- [Given problem] Nothing but the lines from the line with "barn in the picture above?" through the end of the data is to be copied, and each is to be copied exactly.
--- START OF Data provided ---
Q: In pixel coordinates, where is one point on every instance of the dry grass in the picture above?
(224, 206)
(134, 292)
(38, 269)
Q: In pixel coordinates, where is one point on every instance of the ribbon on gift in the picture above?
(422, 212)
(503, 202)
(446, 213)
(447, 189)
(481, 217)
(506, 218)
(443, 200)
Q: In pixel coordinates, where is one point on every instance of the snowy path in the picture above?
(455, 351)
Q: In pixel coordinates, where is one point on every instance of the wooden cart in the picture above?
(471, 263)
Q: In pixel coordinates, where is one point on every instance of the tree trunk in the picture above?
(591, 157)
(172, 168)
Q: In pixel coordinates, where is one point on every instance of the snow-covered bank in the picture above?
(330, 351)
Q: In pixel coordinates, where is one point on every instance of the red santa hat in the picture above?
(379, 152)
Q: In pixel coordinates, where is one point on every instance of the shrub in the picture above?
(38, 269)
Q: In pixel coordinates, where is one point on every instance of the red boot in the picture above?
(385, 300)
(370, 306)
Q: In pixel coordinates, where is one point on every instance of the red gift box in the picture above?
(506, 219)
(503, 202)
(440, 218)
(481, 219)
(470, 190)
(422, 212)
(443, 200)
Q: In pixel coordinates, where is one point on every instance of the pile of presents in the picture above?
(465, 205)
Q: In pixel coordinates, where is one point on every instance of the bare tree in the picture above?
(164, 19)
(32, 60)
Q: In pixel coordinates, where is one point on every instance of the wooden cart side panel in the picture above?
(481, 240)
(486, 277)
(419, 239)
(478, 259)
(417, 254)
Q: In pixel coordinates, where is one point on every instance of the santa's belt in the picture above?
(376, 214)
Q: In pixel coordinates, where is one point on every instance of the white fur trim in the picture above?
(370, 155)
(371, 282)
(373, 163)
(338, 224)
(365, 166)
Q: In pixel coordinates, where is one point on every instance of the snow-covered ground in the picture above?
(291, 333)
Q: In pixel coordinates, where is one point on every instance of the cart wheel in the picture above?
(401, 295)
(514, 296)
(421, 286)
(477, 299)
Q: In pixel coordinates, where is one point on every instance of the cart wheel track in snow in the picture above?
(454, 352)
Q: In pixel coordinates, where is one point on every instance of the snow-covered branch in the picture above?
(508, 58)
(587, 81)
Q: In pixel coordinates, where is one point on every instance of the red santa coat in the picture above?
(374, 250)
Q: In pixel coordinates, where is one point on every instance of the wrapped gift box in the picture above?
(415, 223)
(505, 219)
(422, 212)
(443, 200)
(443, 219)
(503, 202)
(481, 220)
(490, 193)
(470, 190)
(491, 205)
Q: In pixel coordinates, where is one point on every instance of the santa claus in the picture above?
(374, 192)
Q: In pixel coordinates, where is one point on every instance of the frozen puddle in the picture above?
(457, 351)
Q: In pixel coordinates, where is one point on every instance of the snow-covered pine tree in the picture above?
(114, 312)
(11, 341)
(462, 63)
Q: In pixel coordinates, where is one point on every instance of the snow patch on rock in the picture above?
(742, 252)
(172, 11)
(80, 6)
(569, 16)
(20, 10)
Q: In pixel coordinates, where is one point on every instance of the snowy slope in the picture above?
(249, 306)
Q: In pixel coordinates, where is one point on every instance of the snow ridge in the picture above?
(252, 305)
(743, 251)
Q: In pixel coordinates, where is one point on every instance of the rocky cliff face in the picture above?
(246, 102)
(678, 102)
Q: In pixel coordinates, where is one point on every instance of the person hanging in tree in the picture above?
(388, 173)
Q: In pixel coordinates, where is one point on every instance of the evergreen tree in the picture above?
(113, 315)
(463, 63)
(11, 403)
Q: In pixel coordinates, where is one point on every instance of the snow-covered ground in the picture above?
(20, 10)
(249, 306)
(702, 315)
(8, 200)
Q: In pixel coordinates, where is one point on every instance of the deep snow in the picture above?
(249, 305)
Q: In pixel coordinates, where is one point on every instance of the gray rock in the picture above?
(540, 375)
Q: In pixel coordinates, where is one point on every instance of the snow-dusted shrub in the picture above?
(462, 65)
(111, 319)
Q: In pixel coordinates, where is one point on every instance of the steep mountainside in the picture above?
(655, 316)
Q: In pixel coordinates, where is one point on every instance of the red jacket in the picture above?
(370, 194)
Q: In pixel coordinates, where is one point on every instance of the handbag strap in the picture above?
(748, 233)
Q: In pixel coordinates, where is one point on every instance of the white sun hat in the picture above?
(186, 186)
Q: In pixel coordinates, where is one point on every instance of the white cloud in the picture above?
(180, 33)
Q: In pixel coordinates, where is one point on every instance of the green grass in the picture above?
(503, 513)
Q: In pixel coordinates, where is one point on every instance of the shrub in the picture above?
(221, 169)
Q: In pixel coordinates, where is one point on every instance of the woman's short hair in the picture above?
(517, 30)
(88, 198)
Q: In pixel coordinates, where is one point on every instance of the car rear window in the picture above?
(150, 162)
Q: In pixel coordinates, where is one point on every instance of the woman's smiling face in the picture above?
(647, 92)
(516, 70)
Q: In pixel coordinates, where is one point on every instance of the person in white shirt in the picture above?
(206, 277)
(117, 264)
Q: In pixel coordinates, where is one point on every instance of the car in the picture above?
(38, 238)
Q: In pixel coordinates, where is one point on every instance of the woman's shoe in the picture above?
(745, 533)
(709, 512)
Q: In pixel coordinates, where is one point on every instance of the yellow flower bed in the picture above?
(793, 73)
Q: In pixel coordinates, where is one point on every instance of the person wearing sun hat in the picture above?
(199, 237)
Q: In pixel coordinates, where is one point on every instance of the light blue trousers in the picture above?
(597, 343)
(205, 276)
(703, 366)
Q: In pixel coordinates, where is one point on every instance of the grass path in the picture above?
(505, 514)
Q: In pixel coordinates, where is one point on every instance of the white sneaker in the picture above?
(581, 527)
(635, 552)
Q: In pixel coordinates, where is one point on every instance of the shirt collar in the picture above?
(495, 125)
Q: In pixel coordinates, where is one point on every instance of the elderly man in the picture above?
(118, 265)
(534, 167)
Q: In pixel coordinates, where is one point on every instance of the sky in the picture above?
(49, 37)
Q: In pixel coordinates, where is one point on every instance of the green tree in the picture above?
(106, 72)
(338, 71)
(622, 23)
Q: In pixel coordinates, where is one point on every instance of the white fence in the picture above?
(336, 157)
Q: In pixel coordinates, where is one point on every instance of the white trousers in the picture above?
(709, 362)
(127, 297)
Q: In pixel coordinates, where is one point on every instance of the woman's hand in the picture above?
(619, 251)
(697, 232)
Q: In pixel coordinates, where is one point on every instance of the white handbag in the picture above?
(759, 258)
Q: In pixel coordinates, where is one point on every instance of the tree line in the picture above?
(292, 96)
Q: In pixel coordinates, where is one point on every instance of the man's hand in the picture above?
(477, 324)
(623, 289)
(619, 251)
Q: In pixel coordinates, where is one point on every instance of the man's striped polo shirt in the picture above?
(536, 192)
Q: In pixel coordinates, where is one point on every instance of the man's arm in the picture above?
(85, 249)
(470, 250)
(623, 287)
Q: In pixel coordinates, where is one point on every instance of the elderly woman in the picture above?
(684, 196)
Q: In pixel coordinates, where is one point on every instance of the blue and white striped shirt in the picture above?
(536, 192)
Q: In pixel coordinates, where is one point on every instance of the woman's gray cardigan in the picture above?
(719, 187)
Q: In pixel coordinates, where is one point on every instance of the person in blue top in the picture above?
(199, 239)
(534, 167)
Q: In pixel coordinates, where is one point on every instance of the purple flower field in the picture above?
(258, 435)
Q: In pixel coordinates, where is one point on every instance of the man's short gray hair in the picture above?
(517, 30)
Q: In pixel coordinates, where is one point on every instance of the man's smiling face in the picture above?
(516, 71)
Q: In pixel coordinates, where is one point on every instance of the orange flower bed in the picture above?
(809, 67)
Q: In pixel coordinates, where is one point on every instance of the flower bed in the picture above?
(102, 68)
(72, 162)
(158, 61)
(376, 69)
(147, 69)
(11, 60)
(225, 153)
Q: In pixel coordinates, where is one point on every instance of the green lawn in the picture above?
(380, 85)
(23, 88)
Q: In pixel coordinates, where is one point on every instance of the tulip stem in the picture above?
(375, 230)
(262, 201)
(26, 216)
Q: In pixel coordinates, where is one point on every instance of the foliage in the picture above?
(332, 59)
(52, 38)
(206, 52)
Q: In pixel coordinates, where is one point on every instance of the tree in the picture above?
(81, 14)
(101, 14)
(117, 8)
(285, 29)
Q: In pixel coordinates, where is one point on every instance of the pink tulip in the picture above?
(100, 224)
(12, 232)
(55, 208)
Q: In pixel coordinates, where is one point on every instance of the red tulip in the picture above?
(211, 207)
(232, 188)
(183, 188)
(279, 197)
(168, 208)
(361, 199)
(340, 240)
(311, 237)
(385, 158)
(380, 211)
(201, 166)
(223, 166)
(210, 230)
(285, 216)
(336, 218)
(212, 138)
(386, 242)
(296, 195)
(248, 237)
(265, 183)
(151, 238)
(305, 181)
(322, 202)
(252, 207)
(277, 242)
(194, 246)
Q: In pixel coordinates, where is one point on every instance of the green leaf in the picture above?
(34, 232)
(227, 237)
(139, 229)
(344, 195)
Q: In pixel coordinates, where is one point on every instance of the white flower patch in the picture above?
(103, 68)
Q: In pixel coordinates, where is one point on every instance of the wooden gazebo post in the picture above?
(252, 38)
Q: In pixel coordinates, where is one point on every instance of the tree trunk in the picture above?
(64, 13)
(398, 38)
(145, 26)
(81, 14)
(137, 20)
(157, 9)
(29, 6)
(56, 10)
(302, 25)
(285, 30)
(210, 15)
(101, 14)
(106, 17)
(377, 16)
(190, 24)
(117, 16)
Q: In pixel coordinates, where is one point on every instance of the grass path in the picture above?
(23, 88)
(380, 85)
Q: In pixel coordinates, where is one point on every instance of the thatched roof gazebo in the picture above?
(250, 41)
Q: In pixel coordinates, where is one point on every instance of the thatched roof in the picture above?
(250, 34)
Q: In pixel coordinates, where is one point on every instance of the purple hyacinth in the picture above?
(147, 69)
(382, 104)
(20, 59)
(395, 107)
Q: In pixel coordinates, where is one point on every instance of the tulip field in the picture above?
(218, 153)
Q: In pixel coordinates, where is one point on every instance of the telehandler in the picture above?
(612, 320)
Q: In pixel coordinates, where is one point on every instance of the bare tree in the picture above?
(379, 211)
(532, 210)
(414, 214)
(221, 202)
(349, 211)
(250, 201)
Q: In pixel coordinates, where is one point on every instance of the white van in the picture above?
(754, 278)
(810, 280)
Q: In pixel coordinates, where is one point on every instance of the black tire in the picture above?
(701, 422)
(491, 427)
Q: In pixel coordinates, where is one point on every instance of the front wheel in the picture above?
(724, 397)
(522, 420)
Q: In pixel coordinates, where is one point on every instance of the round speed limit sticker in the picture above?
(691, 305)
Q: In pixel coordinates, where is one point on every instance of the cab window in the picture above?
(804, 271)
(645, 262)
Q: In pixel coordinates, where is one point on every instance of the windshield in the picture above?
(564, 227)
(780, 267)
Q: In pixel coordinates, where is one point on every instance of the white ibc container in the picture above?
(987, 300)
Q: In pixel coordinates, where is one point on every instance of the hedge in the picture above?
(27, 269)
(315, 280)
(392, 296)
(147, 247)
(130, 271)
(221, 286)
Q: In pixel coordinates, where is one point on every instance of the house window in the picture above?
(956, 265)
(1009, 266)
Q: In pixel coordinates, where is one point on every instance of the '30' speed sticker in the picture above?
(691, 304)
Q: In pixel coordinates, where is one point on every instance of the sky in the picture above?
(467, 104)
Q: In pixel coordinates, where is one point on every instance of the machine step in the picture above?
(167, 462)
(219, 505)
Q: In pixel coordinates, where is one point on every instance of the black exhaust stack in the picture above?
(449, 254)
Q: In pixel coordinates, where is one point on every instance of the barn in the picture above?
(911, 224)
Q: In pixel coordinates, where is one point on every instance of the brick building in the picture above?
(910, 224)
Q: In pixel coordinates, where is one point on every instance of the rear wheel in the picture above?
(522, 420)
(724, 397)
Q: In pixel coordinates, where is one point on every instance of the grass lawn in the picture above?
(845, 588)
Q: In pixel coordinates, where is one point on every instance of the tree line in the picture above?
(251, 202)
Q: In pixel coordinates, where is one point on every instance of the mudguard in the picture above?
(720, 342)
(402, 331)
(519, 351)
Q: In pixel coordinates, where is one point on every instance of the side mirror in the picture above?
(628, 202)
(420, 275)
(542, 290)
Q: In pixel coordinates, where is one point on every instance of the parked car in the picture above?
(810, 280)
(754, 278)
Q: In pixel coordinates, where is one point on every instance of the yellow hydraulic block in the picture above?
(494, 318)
--- END OF Data provided ---
- [Response to this exercise]
Q: In pixel coordinates, where is one point on every instance of the barn in the picture above?
(911, 224)
Q: In pixel coordinates, where is one point on every instance of the brick building in the picture above?
(910, 224)
Q: In pixel coordinates, where is one point on every instance of the rear wheel in the picture above?
(522, 420)
(724, 397)
Q: In pixel coordinates, where is one point on every instance of the grass lawn in the picture above?
(845, 588)
Q: In pixel coordinates, where is one point on every instance of the tree line in the picture above?
(251, 202)
Q: In pixel coordinates, where is one point on every instance of the mudguard in the picture above?
(720, 342)
(402, 331)
(519, 351)
Q: In pixel coordinates, where is one point on every instance of the side mirror in the picture above?
(628, 202)
(420, 275)
(542, 290)
Q: In pixel coordinates, where is one point on every instance of the parked car in the picture above?
(810, 280)
(754, 278)
Q: In pixel coordinates, where is one point on every instance of the yellow hydraulic block in the picture above?
(494, 318)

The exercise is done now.